• **Complete the following**
[A] Name every distinct user who posts in the plow voltage thread.
[B] Reproduce word for word the stretch of the plow voltage thread from "So I hooked" to "(Sep 19, 2011)".

• **Given passage**
%%

# Need help! Plow draining voltage



## Goduti Waste (Nov 17, 2016)

Need some help I'm at a dead end. I been dealing with this problem for years and decided to try fixing it before it snows this season. I have a 2004 Chevy s10 Blazer with 6.5 fisher mm1 on it. Everytime I move the plow it would dim the lights and drop volts to under 12 and if you going full right to left or opposite it would slow itself down and almost stall and drop in the 9-10 on the gauge. Plow ground and power are coming right off my battery terminals. Since last year I just did some upgrades....

-Tested battery before upgrades and it held 14 volts on the meter . It is a 620cc. 
-I just upgrade stock 75-85amp alt to the 6.0L Silverado 135 amp I believe it list at. 
-Also just upgraded my power to alt and both frame and block grounds to 0/1 g wire (big 3 upgrade its called on some forums)

So I hooked the plow up. Truck has 14.75 volts cold idle and around 14.4 warm idle. Go up, left or right on the plow and the battery drops to 11's on volt meter . At the pump motor going up or left or right the volts drop to 10's on the meter. Does the same with the wires and bigger alt as it did stock. What is the issue I don't see any changes from either upgrade. I have even put jumpers on to another truck To act as a second battery and didn't help. 

Help me fix this! I had other trucks do the same in the past but just dealt with it. I know plows draw a lot, someone has to have a solution?


----------



## kimber750 (Sep 19, 2011)

Ohm plow motor wires. What fluid are you using and how cold is it, when was it last changed? I am guessing this a Homesteader plow 3 plug, how are the bumper connections? How old is the motor? Is plow binding, rams pitted or bent?


----------



## dieselss (Jan 3, 2008)

Are you testing this at idle?


----------



## Randall Ave (Oct 29, 2014)

You do realize that alternator rating is at full RPM. At idle the output is lower. As long as the battery voltage jumps back to normal operating voltage, your fine. Now if the engine is stalling, you have a problem.


----------



## Goduti Waste (Nov 17, 2016)

kimber750 said:


> Ohm plow motor wires. What fluid are you using and how cold is it, when was it last changed? I am guessing this a Homesteader plow 3 plug, how are the bumper connections? How old is the motor? Is plow binding, rams pitted or bent?


Use the blue plow fluid from Napa changed last year when cleaned out no sludge in it. It's like 40-45 deg today. Plow is a steel fisher mm1 two plug. Power plug to plow comes from power and ground of battery. Not sure of motor age but worked all last season same as now. No binding or pits happens up and down same as side to side.


----------



## Goduti Waste (Nov 17, 2016)

dieselss said:


> Are you testing this at idle?


Yes at idle with a meter under the hood and someone running the plow.


----------



## Goduti Waste (Nov 17, 2016)

Randall Ave said:


> You do realize that alternator rating is at full RPM. At idle the output is lower. As long as the battery voltage jumps back to normal operating voltage, your fine. Now if the engine is stalling, you have a problem.


I know the idle output of an alt is lower at idle but even acts the same if driving or raising idle. The volts do jump right back when you let go. If you go side to side at idle back and forth it hasn't stalled but will go to 9volts and get ready to stall, but again will bounce back once you stop.


----------



## Goduti Waste (Nov 17, 2016)

%%

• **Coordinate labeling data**
%%

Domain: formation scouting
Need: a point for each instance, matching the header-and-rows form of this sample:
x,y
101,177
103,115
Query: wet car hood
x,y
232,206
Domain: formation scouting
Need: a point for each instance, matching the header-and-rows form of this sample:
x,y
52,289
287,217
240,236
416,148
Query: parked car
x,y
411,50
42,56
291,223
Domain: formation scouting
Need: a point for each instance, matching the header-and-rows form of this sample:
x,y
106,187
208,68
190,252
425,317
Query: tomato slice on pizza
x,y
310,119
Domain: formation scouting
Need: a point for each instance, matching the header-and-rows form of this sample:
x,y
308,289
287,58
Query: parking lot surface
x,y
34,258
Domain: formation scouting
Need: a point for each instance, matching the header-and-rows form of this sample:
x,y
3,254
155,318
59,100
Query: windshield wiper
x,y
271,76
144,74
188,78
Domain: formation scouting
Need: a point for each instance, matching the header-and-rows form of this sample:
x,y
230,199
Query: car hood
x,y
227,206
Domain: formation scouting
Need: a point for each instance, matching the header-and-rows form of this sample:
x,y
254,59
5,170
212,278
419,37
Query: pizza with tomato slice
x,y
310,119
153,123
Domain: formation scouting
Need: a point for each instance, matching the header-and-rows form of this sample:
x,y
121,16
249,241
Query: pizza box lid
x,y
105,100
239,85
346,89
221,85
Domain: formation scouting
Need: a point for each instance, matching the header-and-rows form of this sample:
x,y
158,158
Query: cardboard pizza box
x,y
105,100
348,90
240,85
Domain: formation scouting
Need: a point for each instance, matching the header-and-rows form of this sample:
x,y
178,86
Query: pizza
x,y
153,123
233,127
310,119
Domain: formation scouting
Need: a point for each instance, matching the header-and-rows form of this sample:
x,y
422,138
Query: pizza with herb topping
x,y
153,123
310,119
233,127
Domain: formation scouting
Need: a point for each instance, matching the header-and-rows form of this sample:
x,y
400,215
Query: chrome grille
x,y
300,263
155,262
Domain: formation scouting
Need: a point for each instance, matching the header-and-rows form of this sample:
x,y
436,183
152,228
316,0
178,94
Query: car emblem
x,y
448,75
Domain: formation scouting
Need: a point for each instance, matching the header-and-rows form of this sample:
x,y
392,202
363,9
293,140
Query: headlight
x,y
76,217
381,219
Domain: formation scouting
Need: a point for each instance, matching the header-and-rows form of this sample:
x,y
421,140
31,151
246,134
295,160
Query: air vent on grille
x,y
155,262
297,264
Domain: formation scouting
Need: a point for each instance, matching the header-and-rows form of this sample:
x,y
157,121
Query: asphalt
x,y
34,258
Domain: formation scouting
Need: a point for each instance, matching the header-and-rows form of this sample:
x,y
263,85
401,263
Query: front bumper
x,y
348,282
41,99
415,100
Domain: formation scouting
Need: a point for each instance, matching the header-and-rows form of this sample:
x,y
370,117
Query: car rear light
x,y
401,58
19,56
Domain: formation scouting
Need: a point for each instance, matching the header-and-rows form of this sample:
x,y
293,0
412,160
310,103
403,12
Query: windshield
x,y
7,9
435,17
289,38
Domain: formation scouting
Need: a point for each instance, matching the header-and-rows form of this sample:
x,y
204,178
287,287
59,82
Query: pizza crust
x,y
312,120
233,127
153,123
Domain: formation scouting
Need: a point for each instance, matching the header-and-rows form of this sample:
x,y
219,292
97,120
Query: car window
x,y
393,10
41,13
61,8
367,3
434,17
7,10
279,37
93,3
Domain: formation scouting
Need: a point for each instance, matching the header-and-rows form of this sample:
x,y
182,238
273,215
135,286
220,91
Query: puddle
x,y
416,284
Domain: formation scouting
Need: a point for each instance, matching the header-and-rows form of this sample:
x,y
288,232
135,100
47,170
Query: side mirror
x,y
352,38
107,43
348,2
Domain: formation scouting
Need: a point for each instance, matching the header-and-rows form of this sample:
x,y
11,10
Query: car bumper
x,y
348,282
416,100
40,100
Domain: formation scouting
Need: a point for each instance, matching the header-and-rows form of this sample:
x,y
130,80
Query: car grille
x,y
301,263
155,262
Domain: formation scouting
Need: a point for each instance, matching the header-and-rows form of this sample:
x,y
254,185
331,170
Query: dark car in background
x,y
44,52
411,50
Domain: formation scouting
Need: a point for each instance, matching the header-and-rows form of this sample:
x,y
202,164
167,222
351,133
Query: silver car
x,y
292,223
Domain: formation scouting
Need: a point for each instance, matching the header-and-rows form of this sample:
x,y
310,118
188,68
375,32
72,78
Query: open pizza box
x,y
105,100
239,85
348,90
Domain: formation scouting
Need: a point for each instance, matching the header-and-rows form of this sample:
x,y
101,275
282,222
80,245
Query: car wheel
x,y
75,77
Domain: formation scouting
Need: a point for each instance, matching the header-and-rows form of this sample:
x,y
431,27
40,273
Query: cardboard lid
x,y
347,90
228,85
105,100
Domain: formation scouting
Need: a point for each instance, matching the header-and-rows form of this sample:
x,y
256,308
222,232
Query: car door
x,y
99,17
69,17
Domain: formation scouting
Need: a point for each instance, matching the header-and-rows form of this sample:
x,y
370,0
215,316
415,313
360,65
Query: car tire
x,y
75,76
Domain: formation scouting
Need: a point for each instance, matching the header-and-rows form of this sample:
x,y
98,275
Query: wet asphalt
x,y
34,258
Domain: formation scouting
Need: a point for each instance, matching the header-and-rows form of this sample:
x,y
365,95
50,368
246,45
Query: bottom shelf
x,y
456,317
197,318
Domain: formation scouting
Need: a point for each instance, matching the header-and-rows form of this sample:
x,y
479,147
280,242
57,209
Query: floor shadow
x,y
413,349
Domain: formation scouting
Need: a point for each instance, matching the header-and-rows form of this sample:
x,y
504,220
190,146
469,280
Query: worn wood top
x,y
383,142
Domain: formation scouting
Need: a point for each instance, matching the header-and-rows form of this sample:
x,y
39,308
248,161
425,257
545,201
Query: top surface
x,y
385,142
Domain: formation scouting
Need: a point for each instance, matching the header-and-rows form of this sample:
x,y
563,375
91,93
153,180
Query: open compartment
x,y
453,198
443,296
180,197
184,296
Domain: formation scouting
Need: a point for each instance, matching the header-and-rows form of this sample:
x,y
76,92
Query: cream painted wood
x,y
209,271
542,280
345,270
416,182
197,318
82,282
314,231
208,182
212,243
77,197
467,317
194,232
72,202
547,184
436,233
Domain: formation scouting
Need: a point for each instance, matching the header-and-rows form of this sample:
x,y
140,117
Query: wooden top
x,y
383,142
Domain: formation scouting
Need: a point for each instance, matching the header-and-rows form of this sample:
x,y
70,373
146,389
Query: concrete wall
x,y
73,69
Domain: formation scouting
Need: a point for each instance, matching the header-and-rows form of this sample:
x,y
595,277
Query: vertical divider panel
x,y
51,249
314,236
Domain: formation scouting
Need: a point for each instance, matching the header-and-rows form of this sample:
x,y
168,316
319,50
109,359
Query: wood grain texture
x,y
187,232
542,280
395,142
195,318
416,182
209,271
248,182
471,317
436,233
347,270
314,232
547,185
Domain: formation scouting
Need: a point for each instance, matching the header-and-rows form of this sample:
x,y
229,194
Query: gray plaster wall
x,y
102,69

%%

• **Expected results**
[A] Goduti Waste, kimber750, dieselss, Randall Ave

[B]
So I hooked the plow up. Truck has 14.75 volts cold idle and around 14.4 warm idle. Go up, left or right on the plow and the battery drops to 11's on volt meter . At the pump motor going up or left or right the volts drop to 10's on the meter. Does the same with the wires and bigger alt as it did stock. What is the issue I don't see any changes from either upgrade. I have even put jumpers on to another truck To act as a second battery and didn't help. 

Help me fix this! I had other trucks do the same in the past but just dealt with it. I know plows draw a lot, someone has to have a solution?


----------



## kimber750 (Sep 19, 2011)